[Image-grounded pointing data]
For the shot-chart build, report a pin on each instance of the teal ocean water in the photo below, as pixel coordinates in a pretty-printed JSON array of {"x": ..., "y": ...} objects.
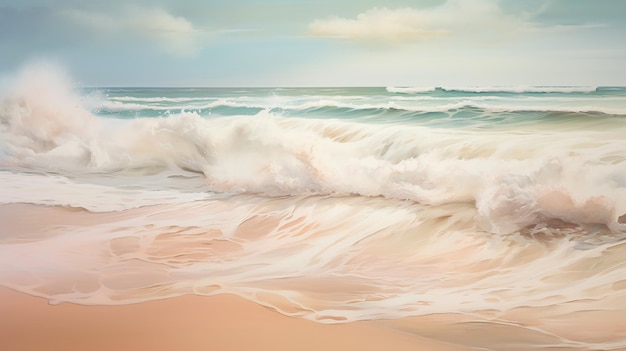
[{"x": 501, "y": 206}]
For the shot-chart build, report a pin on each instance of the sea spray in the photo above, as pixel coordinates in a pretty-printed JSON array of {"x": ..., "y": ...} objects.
[{"x": 333, "y": 205}]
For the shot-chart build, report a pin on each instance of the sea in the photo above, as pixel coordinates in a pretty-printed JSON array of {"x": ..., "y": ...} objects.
[{"x": 498, "y": 208}]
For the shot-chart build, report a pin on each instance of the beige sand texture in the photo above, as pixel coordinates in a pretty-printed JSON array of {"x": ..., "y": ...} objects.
[{"x": 189, "y": 323}]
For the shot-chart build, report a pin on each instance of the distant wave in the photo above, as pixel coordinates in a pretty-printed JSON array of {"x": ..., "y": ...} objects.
[
  {"x": 330, "y": 104},
  {"x": 496, "y": 89},
  {"x": 157, "y": 99},
  {"x": 411, "y": 90}
]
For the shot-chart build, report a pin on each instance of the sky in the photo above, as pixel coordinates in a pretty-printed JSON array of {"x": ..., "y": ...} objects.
[{"x": 319, "y": 42}]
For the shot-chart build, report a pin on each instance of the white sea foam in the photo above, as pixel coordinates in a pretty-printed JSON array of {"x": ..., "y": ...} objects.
[
  {"x": 326, "y": 219},
  {"x": 44, "y": 127},
  {"x": 496, "y": 89}
]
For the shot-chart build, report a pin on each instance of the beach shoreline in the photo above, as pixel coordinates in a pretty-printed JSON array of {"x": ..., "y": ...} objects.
[{"x": 223, "y": 322}]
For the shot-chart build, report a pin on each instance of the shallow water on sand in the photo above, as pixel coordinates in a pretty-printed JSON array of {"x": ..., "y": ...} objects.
[{"x": 490, "y": 218}]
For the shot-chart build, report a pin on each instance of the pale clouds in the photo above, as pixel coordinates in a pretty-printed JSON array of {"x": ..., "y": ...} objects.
[
  {"x": 454, "y": 18},
  {"x": 172, "y": 34}
]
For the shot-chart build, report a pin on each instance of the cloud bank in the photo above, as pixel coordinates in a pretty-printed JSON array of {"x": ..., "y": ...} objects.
[
  {"x": 172, "y": 34},
  {"x": 452, "y": 18}
]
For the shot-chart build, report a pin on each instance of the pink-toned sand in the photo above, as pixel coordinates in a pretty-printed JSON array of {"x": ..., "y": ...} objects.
[{"x": 223, "y": 322}]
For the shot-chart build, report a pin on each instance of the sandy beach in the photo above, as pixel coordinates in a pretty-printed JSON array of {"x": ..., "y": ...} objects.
[{"x": 223, "y": 322}]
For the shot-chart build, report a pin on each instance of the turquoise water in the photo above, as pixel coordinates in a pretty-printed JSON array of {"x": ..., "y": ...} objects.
[{"x": 330, "y": 204}]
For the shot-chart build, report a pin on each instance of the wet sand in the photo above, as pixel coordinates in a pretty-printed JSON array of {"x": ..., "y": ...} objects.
[{"x": 223, "y": 322}]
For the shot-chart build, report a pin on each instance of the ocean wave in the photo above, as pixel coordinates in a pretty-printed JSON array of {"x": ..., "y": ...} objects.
[
  {"x": 486, "y": 104},
  {"x": 496, "y": 89},
  {"x": 508, "y": 174},
  {"x": 411, "y": 90}
]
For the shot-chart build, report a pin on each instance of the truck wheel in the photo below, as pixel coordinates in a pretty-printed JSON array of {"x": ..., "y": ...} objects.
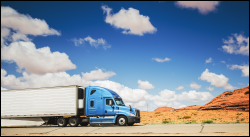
[
  {"x": 61, "y": 122},
  {"x": 84, "y": 124},
  {"x": 131, "y": 124},
  {"x": 122, "y": 121},
  {"x": 73, "y": 122}
]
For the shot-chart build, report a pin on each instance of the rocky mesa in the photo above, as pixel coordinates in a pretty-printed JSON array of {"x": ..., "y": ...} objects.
[{"x": 237, "y": 100}]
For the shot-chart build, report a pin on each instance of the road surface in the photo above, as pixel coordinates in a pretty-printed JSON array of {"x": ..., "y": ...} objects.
[{"x": 136, "y": 129}]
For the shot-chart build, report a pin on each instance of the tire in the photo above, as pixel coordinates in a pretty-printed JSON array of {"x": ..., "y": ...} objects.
[
  {"x": 122, "y": 121},
  {"x": 61, "y": 122},
  {"x": 131, "y": 124},
  {"x": 73, "y": 122},
  {"x": 84, "y": 124}
]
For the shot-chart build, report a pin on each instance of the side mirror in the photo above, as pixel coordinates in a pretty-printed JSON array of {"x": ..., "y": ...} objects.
[{"x": 110, "y": 102}]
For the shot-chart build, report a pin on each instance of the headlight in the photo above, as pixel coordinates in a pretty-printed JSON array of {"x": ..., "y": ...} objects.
[{"x": 131, "y": 114}]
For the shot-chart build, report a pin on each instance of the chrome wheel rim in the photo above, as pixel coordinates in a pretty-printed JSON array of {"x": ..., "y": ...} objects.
[
  {"x": 60, "y": 122},
  {"x": 122, "y": 121},
  {"x": 72, "y": 122}
]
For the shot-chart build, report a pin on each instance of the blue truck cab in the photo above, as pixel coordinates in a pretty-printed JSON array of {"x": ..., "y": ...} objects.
[{"x": 103, "y": 105}]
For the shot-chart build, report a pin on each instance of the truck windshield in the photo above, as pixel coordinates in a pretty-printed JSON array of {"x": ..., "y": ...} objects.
[{"x": 119, "y": 102}]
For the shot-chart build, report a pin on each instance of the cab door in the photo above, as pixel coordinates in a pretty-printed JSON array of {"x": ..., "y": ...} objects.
[{"x": 109, "y": 110}]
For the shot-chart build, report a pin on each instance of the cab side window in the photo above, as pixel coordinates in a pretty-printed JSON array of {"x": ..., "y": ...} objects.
[
  {"x": 91, "y": 103},
  {"x": 107, "y": 101}
]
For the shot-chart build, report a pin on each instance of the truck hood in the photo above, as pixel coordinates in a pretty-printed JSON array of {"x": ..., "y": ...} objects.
[{"x": 127, "y": 109}]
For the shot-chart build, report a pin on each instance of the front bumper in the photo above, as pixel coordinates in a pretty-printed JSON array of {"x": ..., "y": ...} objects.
[{"x": 133, "y": 119}]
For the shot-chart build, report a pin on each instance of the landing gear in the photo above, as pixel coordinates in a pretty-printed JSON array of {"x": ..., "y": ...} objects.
[
  {"x": 73, "y": 122},
  {"x": 84, "y": 124},
  {"x": 61, "y": 122}
]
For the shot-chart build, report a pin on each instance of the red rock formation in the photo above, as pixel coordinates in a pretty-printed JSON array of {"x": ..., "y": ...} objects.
[
  {"x": 161, "y": 109},
  {"x": 192, "y": 107},
  {"x": 237, "y": 100}
]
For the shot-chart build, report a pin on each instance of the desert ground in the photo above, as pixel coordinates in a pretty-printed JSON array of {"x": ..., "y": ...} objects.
[{"x": 194, "y": 117}]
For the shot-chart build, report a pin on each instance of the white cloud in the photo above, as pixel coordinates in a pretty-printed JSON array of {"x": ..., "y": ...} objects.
[
  {"x": 180, "y": 87},
  {"x": 209, "y": 60},
  {"x": 240, "y": 46},
  {"x": 145, "y": 85},
  {"x": 210, "y": 88},
  {"x": 161, "y": 60},
  {"x": 5, "y": 32},
  {"x": 130, "y": 21},
  {"x": 204, "y": 7},
  {"x": 77, "y": 41},
  {"x": 97, "y": 75},
  {"x": 223, "y": 62},
  {"x": 244, "y": 69},
  {"x": 95, "y": 43},
  {"x": 216, "y": 80},
  {"x": 194, "y": 85},
  {"x": 25, "y": 24},
  {"x": 34, "y": 60}
]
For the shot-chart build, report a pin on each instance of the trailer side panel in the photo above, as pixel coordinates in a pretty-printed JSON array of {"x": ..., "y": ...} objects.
[{"x": 40, "y": 102}]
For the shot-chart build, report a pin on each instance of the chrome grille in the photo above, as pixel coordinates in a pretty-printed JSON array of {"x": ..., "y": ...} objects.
[{"x": 137, "y": 113}]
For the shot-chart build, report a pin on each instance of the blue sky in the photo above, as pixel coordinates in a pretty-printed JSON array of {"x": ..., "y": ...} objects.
[{"x": 162, "y": 53}]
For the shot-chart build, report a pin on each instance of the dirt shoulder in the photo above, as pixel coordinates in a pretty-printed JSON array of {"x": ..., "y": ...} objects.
[{"x": 136, "y": 134}]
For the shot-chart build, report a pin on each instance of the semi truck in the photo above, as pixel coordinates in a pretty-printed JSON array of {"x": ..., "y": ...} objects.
[{"x": 65, "y": 105}]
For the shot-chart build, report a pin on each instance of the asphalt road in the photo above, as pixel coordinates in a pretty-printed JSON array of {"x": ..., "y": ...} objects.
[{"x": 113, "y": 129}]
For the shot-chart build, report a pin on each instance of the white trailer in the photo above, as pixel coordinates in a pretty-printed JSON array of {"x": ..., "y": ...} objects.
[{"x": 32, "y": 106}]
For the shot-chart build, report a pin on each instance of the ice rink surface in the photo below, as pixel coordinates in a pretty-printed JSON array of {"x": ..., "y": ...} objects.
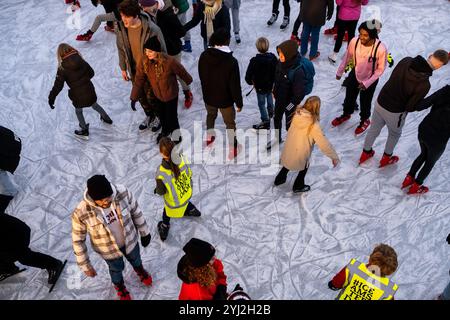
[{"x": 277, "y": 245}]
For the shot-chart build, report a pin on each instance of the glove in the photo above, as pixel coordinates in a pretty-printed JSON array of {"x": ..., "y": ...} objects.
[
  {"x": 390, "y": 60},
  {"x": 133, "y": 105},
  {"x": 221, "y": 292},
  {"x": 146, "y": 240},
  {"x": 330, "y": 285}
]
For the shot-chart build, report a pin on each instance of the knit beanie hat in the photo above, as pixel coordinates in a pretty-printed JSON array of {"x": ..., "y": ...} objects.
[
  {"x": 153, "y": 44},
  {"x": 147, "y": 3},
  {"x": 289, "y": 49},
  {"x": 198, "y": 252},
  {"x": 370, "y": 28},
  {"x": 99, "y": 187}
]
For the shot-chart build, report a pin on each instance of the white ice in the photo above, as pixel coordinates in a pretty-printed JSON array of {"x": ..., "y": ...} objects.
[{"x": 277, "y": 245}]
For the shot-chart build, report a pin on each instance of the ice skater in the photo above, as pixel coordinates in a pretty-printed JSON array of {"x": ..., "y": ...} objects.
[
  {"x": 77, "y": 73},
  {"x": 303, "y": 133},
  {"x": 174, "y": 182}
]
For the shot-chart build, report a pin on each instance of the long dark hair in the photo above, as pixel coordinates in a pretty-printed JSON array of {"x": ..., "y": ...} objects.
[{"x": 165, "y": 147}]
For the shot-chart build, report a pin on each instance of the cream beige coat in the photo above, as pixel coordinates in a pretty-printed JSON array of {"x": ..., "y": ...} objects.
[{"x": 299, "y": 142}]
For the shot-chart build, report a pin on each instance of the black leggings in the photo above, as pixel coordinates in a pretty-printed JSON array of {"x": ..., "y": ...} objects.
[
  {"x": 168, "y": 115},
  {"x": 351, "y": 94},
  {"x": 428, "y": 157},
  {"x": 300, "y": 180},
  {"x": 343, "y": 25},
  {"x": 287, "y": 8}
]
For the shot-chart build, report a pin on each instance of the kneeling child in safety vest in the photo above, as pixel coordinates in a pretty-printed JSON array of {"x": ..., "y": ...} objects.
[
  {"x": 360, "y": 281},
  {"x": 173, "y": 181}
]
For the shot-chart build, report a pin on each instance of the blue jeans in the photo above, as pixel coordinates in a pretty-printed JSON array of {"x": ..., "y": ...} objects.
[
  {"x": 314, "y": 32},
  {"x": 262, "y": 97},
  {"x": 446, "y": 294},
  {"x": 116, "y": 266}
]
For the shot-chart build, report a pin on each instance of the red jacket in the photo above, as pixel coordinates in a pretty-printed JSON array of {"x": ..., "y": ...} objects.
[{"x": 194, "y": 291}]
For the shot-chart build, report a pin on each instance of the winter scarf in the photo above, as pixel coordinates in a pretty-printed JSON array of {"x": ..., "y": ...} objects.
[{"x": 211, "y": 9}]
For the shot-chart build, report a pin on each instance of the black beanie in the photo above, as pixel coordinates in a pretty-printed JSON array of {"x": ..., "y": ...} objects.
[
  {"x": 153, "y": 44},
  {"x": 289, "y": 49},
  {"x": 99, "y": 187},
  {"x": 198, "y": 252},
  {"x": 370, "y": 28}
]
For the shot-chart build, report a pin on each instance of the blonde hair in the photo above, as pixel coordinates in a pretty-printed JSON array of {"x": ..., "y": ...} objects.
[
  {"x": 63, "y": 51},
  {"x": 205, "y": 275},
  {"x": 262, "y": 44},
  {"x": 385, "y": 258}
]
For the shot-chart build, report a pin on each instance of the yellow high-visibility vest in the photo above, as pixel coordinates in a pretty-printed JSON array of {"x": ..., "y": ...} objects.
[
  {"x": 179, "y": 191},
  {"x": 362, "y": 284}
]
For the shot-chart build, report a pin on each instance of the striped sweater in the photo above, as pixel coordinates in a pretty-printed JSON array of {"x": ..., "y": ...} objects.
[{"x": 87, "y": 219}]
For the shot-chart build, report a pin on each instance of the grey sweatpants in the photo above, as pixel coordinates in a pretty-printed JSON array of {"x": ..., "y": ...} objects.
[
  {"x": 96, "y": 107},
  {"x": 183, "y": 84},
  {"x": 394, "y": 122},
  {"x": 182, "y": 17},
  {"x": 101, "y": 18}
]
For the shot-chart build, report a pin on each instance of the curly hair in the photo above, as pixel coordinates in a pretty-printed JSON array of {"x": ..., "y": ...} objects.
[
  {"x": 205, "y": 275},
  {"x": 385, "y": 258}
]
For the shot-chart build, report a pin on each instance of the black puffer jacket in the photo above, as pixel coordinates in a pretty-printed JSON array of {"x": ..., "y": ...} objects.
[
  {"x": 435, "y": 127},
  {"x": 261, "y": 72},
  {"x": 408, "y": 85},
  {"x": 286, "y": 91},
  {"x": 220, "y": 78},
  {"x": 171, "y": 28},
  {"x": 14, "y": 236},
  {"x": 78, "y": 74},
  {"x": 314, "y": 12},
  {"x": 221, "y": 20}
]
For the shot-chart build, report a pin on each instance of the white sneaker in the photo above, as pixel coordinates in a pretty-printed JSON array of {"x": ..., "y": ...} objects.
[{"x": 332, "y": 57}]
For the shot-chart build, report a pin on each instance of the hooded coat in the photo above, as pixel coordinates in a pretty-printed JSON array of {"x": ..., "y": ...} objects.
[
  {"x": 220, "y": 78},
  {"x": 193, "y": 290},
  {"x": 78, "y": 74},
  {"x": 261, "y": 72},
  {"x": 286, "y": 91},
  {"x": 302, "y": 135},
  {"x": 408, "y": 85},
  {"x": 435, "y": 127},
  {"x": 87, "y": 218},
  {"x": 149, "y": 29}
]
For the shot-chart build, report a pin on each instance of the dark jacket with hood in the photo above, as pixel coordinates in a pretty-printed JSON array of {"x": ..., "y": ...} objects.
[
  {"x": 11, "y": 145},
  {"x": 14, "y": 237},
  {"x": 261, "y": 72},
  {"x": 435, "y": 127},
  {"x": 171, "y": 29},
  {"x": 221, "y": 20},
  {"x": 220, "y": 78},
  {"x": 78, "y": 74},
  {"x": 286, "y": 91},
  {"x": 408, "y": 85},
  {"x": 314, "y": 12},
  {"x": 149, "y": 29}
]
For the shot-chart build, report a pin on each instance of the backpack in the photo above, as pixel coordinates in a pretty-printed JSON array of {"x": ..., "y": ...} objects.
[{"x": 309, "y": 71}]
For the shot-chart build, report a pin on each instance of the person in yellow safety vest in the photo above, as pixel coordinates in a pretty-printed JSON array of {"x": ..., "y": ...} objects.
[
  {"x": 359, "y": 281},
  {"x": 173, "y": 181}
]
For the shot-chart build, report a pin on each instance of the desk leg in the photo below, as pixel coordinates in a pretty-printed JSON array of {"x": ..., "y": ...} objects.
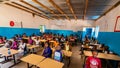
[
  {"x": 14, "y": 59},
  {"x": 84, "y": 61},
  {"x": 69, "y": 60},
  {"x": 27, "y": 65},
  {"x": 5, "y": 58},
  {"x": 14, "y": 62}
]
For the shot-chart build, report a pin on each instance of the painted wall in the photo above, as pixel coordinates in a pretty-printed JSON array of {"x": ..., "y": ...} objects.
[
  {"x": 75, "y": 25},
  {"x": 8, "y": 13},
  {"x": 107, "y": 34}
]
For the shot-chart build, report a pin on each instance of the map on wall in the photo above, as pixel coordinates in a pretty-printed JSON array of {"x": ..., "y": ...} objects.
[
  {"x": 117, "y": 25},
  {"x": 42, "y": 28}
]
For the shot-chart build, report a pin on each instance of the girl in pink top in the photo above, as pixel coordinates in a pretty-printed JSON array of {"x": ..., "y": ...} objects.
[{"x": 93, "y": 61}]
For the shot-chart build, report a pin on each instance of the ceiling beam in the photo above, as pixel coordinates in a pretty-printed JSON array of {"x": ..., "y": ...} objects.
[
  {"x": 71, "y": 9},
  {"x": 59, "y": 9},
  {"x": 50, "y": 10},
  {"x": 32, "y": 6},
  {"x": 85, "y": 10},
  {"x": 23, "y": 9},
  {"x": 118, "y": 3},
  {"x": 29, "y": 9}
]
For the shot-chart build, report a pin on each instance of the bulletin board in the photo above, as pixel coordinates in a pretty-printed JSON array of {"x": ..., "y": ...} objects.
[
  {"x": 42, "y": 28},
  {"x": 117, "y": 25}
]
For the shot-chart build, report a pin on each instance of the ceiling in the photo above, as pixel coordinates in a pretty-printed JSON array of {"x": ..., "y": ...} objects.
[{"x": 64, "y": 9}]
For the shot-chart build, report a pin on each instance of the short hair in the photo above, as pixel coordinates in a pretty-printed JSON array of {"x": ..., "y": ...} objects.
[{"x": 94, "y": 51}]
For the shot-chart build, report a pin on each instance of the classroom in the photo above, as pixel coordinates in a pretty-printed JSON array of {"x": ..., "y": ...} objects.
[{"x": 59, "y": 33}]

▸ **WHAT YOU HAVE TO DO**
Each line from the one containing "of the painted" through the final line of the records must be repeated exactly, with no line added or dropped.

▸ **WRITTEN ANSWER**
For the shot-chart build, report a pin on each instance of the painted wall in the photo above, as pixel coordinates in a pretty-printed JSON array of {"x": ..., "y": ...} objects.
[
  {"x": 75, "y": 25},
  {"x": 8, "y": 13},
  {"x": 107, "y": 34}
]
For the shot-chart build, report a pin on each instance of the map on wall in the photo above, as pixel coordinates in a pretty-printed JSON array of {"x": ..., "y": ...} objects.
[
  {"x": 117, "y": 25},
  {"x": 42, "y": 28}
]
For the shot-chart build, report a pin on each instance of the girl in pink top in the photo above, as pixel coordinates in a pretty-printed JSON array of {"x": ..., "y": ...} objects.
[{"x": 93, "y": 61}]
For the shot-chart build, report a pin on each instance of the ceiling beam in the photo above, as pixel coordinates in a pretty-printed JSON array of {"x": ..., "y": ...} objects.
[
  {"x": 71, "y": 9},
  {"x": 59, "y": 9},
  {"x": 50, "y": 10},
  {"x": 32, "y": 6},
  {"x": 85, "y": 10},
  {"x": 23, "y": 9},
  {"x": 118, "y": 3},
  {"x": 29, "y": 9}
]
For the shot-chart build, report a pin on each instance of the bulletin board in the photo above, as pixel coordinates in a pretty-printed JSON array of {"x": ..., "y": ...} objects.
[
  {"x": 42, "y": 28},
  {"x": 117, "y": 25}
]
For the shot-chart build, report a pin on each instance of the ceiling in the photo above, as pixel coordinates in a pretty-printed JSON array of {"x": ..., "y": ...} objects.
[{"x": 64, "y": 9}]
For the shot-chart build, report a pin on each instance of the short hair in the photo above, as pixel coordinates in a pretty-printed JSON array of {"x": ..., "y": ...} objects.
[{"x": 94, "y": 51}]
For the shot-chart build, report a pin on each instance of the classroom in the photo above, as pixel coordinates in a pretty-printed JSON array of {"x": ..., "y": ...} objects.
[{"x": 59, "y": 33}]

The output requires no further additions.